— begin Supplied material —
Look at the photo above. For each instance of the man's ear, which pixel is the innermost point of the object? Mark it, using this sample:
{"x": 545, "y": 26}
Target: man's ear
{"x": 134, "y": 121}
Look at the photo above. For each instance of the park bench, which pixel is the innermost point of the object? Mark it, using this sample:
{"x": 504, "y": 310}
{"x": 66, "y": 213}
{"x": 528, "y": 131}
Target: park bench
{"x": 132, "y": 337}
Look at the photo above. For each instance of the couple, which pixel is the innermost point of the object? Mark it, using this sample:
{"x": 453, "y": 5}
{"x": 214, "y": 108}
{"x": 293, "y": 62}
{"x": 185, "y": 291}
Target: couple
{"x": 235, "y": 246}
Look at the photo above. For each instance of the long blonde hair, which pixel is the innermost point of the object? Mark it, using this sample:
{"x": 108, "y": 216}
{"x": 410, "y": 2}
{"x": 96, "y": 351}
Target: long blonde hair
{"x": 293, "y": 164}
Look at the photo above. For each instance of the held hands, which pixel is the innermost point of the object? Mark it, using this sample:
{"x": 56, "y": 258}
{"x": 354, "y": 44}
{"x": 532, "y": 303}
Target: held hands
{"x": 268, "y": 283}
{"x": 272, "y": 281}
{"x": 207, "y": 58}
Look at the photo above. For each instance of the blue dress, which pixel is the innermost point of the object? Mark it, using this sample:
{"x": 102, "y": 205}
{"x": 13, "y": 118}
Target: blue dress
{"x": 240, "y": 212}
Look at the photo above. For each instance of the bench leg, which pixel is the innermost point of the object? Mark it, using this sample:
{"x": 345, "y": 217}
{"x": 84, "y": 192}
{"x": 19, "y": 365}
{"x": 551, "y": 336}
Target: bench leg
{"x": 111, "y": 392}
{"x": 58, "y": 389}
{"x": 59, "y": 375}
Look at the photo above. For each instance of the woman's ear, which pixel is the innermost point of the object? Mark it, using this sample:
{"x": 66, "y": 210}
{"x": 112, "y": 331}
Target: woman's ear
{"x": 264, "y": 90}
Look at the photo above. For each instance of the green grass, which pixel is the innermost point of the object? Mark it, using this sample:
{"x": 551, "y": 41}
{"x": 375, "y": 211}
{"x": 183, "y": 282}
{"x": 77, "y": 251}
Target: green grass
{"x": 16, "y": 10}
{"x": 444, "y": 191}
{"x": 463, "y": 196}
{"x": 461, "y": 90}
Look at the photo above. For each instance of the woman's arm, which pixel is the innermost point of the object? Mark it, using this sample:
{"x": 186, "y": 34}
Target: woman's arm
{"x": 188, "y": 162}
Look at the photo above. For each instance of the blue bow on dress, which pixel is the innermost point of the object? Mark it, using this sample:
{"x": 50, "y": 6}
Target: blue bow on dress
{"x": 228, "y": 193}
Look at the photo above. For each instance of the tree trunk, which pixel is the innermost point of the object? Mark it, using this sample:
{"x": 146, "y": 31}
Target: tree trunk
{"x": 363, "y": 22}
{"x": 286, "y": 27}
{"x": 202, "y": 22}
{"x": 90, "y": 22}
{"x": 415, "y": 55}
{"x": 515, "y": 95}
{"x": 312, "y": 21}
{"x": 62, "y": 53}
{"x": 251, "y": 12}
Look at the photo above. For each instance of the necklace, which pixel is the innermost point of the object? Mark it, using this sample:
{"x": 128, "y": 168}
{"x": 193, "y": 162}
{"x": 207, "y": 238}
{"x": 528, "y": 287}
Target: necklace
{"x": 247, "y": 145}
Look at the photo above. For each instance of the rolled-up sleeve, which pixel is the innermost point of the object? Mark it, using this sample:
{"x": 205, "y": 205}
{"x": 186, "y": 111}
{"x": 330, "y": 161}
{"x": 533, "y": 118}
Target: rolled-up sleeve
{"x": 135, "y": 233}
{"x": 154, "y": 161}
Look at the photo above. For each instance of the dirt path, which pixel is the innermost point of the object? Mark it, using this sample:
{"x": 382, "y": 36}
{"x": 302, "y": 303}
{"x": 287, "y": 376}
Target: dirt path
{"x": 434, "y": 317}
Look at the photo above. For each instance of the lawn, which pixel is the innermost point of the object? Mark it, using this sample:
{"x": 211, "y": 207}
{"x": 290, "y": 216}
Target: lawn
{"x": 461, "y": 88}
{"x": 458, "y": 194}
— end Supplied material —
(To be done) Update everything from the line containing "the lawn, which" down to the end of the listing by replacing "lawn" with "meadow" and leaving everything else unchanged. Give back only those lines.

(Reply)
Look at the photo above. For each instance of the meadow, which pixel is the innermost point of the object? Mark it, using this sample:
{"x": 211, "y": 207}
{"x": 290, "y": 216}
Target: meadow
{"x": 461, "y": 88}
{"x": 458, "y": 194}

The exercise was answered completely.